Dataset excerpts on object pointing
==================================================
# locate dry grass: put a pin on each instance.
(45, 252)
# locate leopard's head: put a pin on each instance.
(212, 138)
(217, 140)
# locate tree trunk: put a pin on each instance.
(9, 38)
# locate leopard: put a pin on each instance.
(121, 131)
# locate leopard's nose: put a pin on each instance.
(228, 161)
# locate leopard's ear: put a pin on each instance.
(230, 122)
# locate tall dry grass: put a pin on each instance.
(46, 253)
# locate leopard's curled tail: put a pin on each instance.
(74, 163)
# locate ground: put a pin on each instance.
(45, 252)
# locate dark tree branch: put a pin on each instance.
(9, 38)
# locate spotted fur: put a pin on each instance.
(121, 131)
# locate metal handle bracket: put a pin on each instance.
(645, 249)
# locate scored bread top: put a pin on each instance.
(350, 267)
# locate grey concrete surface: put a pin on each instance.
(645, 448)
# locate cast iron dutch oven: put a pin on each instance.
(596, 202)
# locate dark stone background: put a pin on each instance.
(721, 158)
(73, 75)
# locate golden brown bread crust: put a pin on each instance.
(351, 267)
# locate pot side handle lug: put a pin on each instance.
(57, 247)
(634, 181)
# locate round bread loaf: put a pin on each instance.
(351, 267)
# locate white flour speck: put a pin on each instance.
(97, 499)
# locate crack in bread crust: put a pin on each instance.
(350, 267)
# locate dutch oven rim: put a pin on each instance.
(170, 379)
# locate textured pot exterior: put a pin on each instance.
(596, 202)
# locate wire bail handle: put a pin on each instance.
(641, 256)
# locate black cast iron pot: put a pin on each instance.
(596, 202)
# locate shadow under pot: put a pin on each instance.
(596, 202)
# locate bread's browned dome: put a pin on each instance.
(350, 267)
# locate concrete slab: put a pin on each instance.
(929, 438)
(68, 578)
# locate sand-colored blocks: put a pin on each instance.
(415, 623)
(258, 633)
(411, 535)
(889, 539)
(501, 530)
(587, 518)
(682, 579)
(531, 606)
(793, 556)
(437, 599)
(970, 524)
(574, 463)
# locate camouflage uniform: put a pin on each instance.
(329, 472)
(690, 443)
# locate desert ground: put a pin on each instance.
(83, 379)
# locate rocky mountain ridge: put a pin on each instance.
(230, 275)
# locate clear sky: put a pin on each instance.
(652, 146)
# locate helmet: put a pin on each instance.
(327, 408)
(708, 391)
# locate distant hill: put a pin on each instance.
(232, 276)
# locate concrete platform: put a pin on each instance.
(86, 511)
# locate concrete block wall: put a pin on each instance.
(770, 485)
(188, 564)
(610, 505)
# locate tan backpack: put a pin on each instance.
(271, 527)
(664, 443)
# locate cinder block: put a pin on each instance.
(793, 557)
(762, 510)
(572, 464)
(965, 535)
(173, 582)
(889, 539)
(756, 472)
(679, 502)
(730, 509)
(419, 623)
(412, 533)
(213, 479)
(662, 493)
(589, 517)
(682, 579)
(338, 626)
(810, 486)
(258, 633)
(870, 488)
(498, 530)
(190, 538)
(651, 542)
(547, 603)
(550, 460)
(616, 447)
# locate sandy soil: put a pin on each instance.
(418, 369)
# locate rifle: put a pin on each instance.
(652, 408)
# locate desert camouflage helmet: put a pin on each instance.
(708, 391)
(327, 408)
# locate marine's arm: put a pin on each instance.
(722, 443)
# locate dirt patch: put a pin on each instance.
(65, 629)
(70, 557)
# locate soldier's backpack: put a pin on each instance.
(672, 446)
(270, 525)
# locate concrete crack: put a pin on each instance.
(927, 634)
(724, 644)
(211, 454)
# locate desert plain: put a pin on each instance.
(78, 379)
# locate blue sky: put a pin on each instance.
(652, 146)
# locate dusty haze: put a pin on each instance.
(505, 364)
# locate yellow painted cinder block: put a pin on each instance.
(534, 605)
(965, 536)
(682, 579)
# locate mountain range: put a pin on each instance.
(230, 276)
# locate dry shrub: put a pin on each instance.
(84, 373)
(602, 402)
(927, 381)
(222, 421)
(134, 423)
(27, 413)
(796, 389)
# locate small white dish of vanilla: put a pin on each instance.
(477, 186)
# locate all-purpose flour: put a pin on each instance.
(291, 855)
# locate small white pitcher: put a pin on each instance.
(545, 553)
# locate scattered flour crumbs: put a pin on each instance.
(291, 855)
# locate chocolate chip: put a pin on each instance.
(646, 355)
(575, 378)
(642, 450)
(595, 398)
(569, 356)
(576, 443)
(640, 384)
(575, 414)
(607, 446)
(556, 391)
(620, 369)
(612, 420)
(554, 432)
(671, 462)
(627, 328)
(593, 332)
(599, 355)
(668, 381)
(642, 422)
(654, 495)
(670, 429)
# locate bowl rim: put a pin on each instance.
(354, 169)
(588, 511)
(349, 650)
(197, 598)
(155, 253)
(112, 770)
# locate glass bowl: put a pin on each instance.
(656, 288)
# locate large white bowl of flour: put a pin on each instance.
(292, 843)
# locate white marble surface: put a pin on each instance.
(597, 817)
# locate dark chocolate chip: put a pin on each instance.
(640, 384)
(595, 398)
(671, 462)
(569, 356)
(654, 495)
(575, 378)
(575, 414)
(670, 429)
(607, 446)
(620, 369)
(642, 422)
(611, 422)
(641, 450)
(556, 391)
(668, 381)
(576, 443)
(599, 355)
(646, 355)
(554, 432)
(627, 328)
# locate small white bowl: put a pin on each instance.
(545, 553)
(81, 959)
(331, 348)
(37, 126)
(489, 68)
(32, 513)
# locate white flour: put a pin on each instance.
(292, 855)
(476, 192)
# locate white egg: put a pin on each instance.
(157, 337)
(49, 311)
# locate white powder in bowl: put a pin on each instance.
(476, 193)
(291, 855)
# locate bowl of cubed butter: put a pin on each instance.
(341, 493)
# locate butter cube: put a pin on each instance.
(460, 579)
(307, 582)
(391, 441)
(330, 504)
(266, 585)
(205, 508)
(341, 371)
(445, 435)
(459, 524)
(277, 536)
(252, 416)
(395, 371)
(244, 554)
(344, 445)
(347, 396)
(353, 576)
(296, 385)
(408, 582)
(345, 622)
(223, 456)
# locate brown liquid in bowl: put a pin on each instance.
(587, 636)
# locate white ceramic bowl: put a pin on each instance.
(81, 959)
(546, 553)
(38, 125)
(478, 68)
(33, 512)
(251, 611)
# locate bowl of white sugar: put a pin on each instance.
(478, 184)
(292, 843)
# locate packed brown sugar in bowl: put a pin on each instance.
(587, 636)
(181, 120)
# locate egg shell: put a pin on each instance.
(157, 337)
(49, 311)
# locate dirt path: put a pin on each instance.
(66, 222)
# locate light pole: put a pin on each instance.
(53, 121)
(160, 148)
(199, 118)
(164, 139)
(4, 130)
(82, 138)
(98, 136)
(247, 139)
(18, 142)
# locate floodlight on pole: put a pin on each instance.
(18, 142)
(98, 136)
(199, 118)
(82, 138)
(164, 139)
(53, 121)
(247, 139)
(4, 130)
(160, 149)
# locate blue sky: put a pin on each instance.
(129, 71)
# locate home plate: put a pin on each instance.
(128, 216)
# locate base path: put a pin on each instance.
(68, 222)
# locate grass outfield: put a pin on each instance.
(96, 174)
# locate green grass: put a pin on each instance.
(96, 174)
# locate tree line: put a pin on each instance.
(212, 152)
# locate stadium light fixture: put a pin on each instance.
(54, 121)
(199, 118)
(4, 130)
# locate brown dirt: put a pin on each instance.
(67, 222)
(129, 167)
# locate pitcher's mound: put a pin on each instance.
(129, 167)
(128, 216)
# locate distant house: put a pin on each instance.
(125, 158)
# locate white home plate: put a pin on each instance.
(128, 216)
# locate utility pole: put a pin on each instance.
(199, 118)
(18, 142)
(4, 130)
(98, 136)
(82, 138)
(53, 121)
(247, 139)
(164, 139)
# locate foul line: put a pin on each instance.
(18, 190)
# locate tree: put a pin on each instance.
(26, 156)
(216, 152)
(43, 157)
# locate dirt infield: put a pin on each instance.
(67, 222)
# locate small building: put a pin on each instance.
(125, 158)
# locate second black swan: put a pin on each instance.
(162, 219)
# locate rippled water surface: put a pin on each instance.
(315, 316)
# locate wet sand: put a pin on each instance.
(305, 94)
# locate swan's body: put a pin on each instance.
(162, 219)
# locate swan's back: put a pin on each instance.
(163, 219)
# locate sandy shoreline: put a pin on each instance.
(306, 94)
==================================================
> What you should do
Please rewrite the items starting at the line containing "# locate wet" and ending at the last item, with "put a pin on" replaced by "place a dot on" and everything else unchanged.

> Correct output
# locate wet sand: place a dot on each instance.
(305, 94)
# locate swan's body: place a dot on each instance.
(162, 219)
# locate swan's back: place a dot on each instance.
(163, 219)
# locate sandy shoreline: place a dot on each instance.
(306, 94)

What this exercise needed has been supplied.